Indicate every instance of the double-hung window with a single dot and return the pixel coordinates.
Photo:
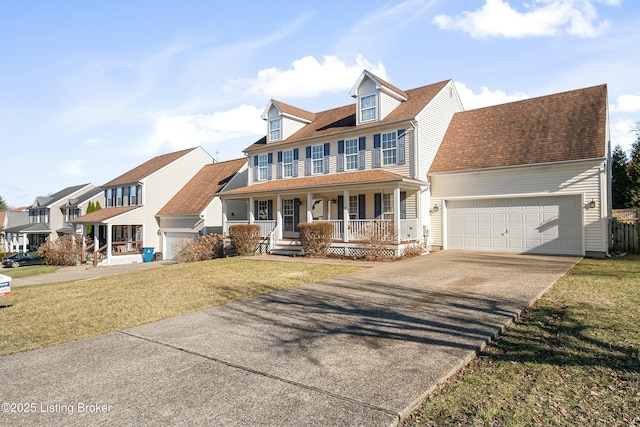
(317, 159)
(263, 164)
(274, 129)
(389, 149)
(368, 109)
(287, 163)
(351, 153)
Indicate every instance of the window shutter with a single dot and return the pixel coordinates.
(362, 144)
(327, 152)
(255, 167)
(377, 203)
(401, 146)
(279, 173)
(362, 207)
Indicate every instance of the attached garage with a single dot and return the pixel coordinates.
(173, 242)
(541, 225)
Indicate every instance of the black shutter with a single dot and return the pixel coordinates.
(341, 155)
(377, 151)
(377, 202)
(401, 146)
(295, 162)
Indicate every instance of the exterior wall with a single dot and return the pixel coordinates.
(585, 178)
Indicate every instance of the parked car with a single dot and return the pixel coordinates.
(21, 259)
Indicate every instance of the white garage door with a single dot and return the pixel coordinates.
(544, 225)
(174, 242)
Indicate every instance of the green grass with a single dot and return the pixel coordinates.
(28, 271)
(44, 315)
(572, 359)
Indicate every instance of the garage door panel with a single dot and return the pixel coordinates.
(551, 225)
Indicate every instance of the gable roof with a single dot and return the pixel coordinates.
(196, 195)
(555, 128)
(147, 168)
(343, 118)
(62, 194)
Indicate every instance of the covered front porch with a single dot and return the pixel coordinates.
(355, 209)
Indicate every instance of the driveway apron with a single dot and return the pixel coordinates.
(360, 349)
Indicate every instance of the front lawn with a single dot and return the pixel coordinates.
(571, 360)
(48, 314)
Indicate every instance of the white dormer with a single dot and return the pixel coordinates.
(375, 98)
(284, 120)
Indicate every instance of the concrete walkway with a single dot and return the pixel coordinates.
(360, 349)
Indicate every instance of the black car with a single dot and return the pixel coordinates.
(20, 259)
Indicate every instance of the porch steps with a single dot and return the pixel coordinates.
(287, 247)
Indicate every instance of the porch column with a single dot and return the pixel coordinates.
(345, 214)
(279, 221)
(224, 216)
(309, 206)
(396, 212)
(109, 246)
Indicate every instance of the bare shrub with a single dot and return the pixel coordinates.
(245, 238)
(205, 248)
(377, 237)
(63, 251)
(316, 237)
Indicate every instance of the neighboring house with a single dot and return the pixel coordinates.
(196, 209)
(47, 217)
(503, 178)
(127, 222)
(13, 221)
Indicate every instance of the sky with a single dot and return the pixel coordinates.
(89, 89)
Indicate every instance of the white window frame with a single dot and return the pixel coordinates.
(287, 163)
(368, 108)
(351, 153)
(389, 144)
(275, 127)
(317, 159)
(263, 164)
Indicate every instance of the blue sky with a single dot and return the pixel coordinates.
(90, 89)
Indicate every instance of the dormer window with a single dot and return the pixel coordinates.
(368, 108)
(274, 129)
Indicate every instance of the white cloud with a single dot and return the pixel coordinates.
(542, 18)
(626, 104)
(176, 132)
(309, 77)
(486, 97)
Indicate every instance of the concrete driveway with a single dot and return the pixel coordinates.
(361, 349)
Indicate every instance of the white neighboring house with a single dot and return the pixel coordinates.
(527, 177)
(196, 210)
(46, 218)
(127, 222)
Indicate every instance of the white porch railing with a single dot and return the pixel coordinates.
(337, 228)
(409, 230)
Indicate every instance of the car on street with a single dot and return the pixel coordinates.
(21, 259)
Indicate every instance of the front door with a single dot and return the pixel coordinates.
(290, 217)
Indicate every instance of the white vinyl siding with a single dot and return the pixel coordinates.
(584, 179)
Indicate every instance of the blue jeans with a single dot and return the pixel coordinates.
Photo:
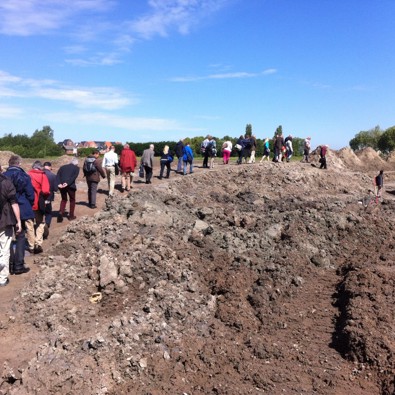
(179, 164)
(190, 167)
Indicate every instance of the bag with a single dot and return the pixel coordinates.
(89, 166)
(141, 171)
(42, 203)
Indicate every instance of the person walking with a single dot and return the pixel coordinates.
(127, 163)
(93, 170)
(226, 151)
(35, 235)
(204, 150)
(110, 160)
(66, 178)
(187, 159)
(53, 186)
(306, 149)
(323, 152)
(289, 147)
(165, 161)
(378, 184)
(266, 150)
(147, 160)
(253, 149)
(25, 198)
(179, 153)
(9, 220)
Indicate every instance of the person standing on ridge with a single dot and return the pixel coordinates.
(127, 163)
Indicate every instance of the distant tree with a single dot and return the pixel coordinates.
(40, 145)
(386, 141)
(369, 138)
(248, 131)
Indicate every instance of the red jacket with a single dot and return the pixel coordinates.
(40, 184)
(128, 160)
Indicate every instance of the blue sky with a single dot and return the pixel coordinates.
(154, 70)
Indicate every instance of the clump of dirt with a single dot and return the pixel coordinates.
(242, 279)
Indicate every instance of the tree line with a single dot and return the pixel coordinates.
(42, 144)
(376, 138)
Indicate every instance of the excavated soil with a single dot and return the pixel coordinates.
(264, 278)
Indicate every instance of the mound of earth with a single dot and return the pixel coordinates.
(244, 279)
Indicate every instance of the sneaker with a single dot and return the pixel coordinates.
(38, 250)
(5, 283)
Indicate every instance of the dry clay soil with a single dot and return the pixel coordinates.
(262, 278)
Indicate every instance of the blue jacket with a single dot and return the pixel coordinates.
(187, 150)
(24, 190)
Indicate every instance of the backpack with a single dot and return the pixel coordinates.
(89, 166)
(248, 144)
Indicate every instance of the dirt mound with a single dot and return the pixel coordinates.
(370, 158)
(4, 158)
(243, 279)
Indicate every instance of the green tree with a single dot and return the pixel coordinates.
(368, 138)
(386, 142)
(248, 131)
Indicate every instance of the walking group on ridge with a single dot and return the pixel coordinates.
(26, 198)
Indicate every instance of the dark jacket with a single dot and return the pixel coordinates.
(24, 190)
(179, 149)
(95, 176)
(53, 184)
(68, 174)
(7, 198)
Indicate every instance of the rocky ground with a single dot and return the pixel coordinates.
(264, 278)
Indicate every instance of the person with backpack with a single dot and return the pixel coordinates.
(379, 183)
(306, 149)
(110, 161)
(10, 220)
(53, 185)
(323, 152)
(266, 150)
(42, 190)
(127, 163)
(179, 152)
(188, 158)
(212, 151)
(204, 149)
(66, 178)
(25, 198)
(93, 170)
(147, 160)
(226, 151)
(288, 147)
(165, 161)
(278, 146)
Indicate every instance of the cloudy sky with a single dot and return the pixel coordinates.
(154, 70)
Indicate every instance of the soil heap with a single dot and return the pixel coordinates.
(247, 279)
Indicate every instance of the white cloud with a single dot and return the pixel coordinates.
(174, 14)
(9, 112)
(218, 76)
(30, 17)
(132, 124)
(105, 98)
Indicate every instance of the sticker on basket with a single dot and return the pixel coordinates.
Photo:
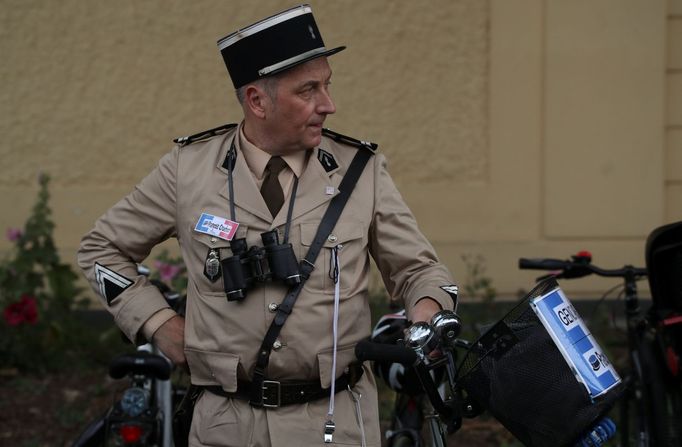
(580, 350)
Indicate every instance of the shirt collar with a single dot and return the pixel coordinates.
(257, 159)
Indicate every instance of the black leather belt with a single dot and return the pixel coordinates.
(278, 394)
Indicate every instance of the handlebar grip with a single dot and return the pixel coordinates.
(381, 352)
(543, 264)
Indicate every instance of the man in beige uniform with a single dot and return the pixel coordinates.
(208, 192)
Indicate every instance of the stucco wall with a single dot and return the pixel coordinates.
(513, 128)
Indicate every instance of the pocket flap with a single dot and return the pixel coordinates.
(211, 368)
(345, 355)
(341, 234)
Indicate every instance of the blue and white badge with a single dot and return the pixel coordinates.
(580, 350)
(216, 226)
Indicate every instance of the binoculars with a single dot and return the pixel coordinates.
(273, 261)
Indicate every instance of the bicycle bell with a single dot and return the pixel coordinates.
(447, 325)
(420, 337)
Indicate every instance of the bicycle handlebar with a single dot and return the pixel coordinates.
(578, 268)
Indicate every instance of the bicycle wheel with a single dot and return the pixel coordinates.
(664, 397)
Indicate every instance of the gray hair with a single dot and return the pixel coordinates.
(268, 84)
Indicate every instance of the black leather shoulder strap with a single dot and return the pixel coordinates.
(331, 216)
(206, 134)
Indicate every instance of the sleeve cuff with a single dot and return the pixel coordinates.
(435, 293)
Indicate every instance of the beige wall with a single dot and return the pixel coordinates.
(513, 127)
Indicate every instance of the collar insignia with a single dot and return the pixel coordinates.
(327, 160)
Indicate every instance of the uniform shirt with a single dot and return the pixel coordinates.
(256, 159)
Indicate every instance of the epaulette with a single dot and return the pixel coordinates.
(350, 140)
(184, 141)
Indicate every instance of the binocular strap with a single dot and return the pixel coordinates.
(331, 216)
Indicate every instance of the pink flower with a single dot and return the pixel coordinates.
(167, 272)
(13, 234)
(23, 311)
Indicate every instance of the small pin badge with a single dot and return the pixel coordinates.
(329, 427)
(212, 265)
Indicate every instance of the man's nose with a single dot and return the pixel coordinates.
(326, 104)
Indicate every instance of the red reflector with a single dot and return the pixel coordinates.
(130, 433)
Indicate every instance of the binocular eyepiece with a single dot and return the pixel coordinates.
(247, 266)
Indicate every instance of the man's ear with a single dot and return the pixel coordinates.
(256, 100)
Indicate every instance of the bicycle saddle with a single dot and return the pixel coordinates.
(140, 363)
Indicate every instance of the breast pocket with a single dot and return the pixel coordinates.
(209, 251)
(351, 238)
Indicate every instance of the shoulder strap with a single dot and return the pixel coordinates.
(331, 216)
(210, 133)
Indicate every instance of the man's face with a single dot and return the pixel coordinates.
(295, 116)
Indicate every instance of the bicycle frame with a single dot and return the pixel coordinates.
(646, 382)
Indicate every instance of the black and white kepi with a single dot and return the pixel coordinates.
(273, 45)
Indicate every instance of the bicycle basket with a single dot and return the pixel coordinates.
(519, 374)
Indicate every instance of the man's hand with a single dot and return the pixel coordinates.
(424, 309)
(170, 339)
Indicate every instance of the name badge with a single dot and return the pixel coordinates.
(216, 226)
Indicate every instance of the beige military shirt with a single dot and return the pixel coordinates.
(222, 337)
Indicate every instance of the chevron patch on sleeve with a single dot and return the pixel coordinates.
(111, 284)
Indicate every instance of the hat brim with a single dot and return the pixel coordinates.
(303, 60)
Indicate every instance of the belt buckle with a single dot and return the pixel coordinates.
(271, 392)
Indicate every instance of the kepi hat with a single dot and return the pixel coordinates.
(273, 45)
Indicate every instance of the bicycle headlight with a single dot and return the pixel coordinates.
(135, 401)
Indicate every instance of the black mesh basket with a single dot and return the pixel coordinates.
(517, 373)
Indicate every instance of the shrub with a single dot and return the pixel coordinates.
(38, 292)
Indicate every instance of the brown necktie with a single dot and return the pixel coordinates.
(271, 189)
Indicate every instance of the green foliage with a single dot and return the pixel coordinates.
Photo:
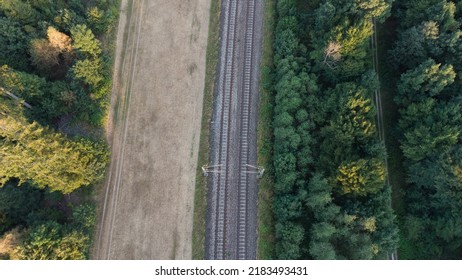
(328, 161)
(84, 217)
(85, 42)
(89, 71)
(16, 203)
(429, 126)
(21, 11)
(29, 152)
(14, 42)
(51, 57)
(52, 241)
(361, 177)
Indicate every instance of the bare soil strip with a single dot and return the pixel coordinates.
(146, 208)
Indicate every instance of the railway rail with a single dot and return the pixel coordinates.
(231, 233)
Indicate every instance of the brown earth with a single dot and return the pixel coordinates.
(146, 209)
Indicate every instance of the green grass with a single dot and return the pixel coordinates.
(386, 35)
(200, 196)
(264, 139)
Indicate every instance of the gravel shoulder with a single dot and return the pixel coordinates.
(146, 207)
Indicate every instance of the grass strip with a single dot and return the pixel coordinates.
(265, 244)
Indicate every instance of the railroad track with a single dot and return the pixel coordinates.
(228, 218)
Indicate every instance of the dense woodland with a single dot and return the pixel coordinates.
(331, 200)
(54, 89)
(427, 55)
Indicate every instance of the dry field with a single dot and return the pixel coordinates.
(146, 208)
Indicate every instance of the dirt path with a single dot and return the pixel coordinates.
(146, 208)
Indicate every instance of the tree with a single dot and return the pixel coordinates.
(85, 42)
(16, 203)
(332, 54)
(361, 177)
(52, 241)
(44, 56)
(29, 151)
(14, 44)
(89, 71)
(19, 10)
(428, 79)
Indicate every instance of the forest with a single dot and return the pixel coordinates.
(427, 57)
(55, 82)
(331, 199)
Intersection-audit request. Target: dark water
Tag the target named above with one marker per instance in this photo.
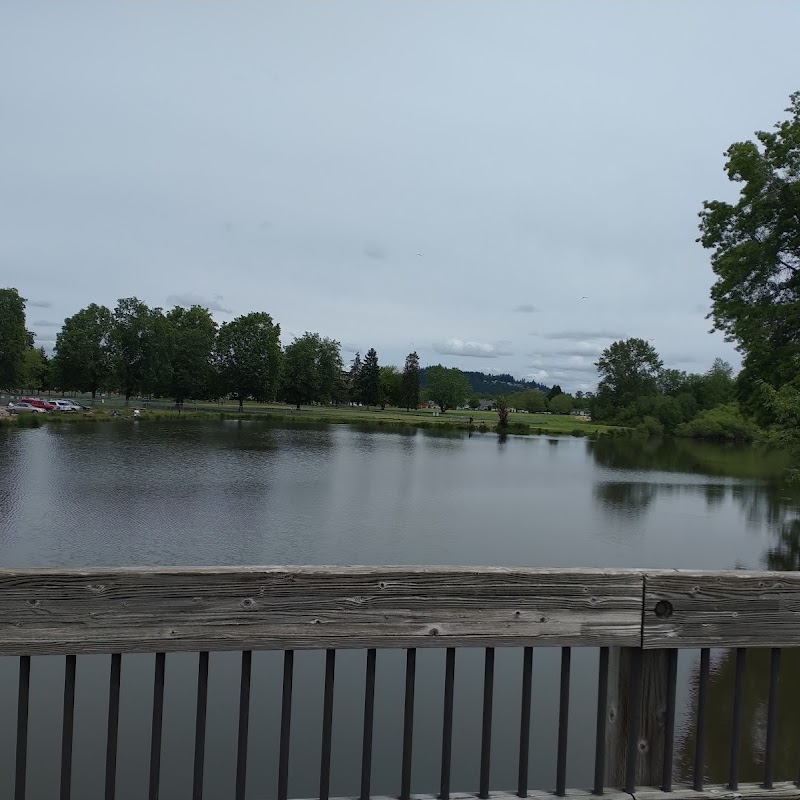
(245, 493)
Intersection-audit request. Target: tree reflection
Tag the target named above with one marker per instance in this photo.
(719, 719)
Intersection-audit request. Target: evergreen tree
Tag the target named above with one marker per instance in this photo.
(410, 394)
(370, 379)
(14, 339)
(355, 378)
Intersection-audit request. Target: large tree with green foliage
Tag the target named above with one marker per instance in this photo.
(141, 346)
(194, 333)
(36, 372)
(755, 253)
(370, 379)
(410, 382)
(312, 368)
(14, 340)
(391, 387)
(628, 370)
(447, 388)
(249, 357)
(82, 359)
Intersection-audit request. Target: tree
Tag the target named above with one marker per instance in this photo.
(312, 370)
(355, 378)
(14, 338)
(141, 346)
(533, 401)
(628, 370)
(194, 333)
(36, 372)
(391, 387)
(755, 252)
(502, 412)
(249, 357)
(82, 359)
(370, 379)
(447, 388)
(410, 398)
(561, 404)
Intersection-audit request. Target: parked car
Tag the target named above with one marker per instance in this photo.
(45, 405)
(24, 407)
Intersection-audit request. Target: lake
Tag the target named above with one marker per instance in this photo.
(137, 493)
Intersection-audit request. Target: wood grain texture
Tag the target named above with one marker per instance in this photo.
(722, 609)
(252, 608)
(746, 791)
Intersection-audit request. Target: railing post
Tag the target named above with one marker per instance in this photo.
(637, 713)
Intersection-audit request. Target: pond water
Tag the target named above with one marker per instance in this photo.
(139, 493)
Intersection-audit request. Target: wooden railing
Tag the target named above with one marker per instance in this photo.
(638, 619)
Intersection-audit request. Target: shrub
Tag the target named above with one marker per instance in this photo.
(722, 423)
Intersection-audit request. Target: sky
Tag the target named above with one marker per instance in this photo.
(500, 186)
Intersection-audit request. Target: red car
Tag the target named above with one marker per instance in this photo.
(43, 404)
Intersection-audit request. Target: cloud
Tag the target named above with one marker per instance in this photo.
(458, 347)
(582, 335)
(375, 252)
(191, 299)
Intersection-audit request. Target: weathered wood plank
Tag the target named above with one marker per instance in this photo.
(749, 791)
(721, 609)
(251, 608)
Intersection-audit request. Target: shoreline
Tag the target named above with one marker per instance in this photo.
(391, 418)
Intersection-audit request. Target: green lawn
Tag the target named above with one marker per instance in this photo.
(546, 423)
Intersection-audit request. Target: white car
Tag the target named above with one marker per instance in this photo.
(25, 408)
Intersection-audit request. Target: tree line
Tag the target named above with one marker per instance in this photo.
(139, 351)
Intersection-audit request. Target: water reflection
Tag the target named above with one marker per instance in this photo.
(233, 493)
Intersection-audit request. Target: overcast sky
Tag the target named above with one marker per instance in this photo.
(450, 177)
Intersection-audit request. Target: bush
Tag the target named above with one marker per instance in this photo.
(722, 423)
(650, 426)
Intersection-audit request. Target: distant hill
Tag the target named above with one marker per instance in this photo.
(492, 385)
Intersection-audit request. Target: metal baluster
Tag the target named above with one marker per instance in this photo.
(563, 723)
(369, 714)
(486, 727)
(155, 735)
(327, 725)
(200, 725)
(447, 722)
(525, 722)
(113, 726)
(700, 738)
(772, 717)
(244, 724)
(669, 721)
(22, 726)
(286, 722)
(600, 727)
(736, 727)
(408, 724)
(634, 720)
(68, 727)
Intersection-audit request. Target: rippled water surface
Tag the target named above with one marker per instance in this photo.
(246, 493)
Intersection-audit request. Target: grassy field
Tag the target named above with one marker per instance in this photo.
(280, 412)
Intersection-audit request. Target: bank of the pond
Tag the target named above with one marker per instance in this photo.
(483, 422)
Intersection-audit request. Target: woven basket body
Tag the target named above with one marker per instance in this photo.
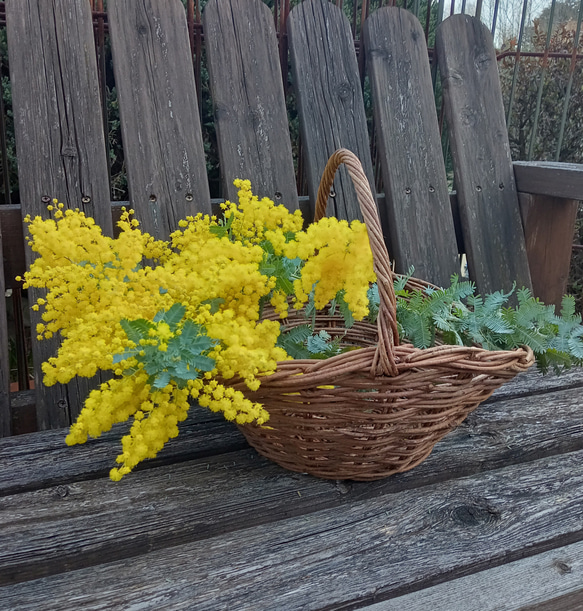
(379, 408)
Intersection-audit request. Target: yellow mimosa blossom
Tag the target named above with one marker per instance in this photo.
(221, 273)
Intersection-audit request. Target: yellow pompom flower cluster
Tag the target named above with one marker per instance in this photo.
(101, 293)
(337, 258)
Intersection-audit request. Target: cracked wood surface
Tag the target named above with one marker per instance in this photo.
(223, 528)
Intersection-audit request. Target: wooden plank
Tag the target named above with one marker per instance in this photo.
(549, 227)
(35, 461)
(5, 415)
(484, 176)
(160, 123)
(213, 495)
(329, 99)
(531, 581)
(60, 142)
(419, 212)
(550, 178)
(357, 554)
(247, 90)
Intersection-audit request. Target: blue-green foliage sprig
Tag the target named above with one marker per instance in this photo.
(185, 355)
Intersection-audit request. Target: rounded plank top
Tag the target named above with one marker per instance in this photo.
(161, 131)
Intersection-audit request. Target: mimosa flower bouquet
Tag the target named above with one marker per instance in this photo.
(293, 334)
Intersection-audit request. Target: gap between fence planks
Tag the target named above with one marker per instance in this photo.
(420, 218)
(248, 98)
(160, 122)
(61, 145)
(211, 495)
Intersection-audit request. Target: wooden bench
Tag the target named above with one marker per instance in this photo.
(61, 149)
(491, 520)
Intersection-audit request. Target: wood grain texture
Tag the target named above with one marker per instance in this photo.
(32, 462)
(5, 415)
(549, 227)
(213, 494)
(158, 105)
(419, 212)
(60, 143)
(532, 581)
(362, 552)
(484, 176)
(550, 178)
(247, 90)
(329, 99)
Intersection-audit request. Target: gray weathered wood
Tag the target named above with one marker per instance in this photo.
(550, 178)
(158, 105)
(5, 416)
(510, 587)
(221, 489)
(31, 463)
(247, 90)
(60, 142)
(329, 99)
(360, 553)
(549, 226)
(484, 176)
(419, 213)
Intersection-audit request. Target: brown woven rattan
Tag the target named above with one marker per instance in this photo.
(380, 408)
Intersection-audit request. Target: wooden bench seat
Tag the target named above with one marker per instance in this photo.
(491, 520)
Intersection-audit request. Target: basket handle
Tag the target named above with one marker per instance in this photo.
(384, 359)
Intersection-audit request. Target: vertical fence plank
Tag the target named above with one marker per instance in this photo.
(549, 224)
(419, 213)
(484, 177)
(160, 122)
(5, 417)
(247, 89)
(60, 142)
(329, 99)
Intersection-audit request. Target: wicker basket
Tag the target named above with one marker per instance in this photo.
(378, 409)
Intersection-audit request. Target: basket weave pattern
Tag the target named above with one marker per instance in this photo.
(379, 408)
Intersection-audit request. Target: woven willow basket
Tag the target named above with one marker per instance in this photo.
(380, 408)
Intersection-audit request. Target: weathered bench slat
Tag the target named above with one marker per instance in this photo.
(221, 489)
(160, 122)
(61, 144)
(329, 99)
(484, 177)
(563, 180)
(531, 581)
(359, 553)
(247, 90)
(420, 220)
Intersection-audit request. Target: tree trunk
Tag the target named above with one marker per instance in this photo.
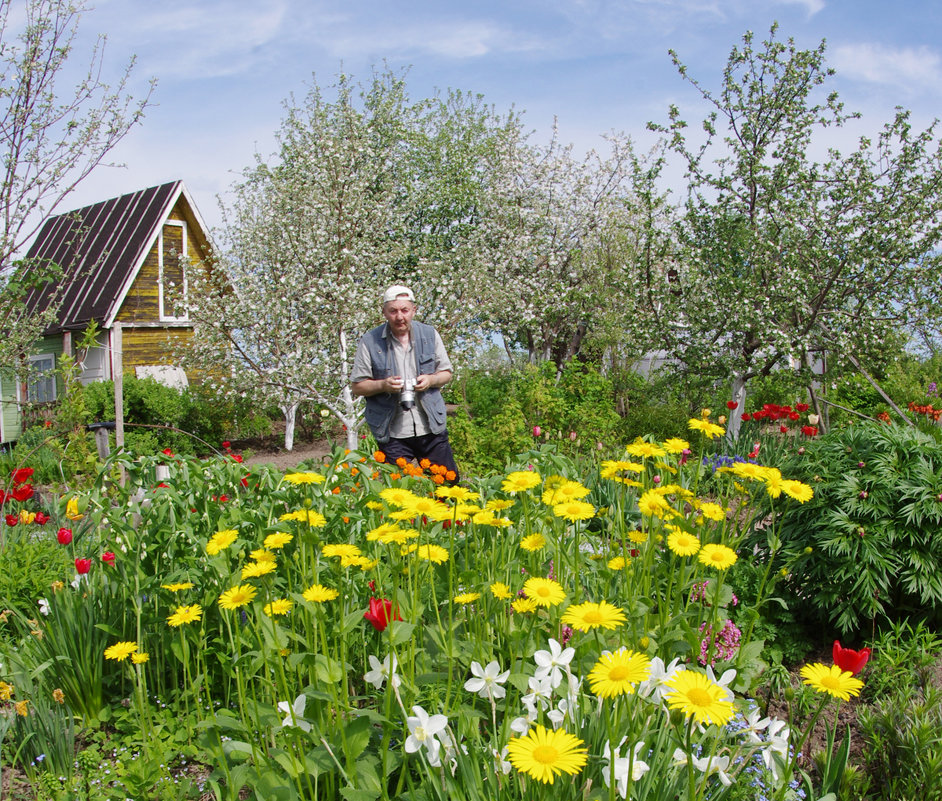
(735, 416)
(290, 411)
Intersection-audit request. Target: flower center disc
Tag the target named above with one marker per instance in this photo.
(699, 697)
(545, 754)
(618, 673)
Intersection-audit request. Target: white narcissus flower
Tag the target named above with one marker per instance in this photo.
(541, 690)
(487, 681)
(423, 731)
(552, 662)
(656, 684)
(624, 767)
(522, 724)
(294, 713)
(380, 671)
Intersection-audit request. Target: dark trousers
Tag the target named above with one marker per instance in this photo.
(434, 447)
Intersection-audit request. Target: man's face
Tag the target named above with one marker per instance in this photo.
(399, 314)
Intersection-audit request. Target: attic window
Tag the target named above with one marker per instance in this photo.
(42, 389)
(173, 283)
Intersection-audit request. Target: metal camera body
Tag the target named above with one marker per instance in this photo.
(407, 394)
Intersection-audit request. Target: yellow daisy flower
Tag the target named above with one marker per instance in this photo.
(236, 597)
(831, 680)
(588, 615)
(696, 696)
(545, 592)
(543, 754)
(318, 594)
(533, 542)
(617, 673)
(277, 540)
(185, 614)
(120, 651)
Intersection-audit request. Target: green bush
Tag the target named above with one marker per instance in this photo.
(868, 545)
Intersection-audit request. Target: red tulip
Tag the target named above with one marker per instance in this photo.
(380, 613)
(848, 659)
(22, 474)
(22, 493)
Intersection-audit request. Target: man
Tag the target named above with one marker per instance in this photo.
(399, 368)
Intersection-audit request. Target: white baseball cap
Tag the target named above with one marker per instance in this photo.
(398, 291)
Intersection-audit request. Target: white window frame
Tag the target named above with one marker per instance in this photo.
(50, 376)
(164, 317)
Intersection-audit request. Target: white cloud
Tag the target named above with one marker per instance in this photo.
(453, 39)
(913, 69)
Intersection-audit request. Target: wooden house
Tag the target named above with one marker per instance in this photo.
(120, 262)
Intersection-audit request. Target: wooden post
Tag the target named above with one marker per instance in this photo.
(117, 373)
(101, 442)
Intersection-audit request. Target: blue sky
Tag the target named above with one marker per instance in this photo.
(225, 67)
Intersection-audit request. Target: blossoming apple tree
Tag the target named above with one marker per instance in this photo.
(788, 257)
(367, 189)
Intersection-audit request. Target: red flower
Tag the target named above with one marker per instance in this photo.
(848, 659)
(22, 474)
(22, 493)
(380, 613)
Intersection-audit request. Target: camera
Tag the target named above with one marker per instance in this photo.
• • •
-- TASK --
Beginning at the line where "Intersection-audit request. Target: wooden house" appears, extract each line through the end of the data above; keep them exact and include nothing else.

-- TASK ANSWER --
Intersection-audit request. Target: wooden house
Tag the target named above with one marker per instance in this photo.
(120, 262)
Intersection-audit request. Target: wooden post
Tag the target named above with one marker per instance in this photo.
(117, 373)
(101, 442)
Intersection-audit request. Target: blue sky
Tag the target named above with one marker per instance in this photo.
(225, 67)
Intersection-audit request. Target: blossoming apple tree
Tag the target named above with one marker per instance in this photo.
(788, 257)
(367, 189)
Intersection-audit request. Target: red flower
Tag the target named above with one marker per instance in this photo.
(848, 659)
(22, 474)
(22, 493)
(380, 613)
Intersection-audit request. Target: camera
Tag the target named above with one marker per instance in this photo.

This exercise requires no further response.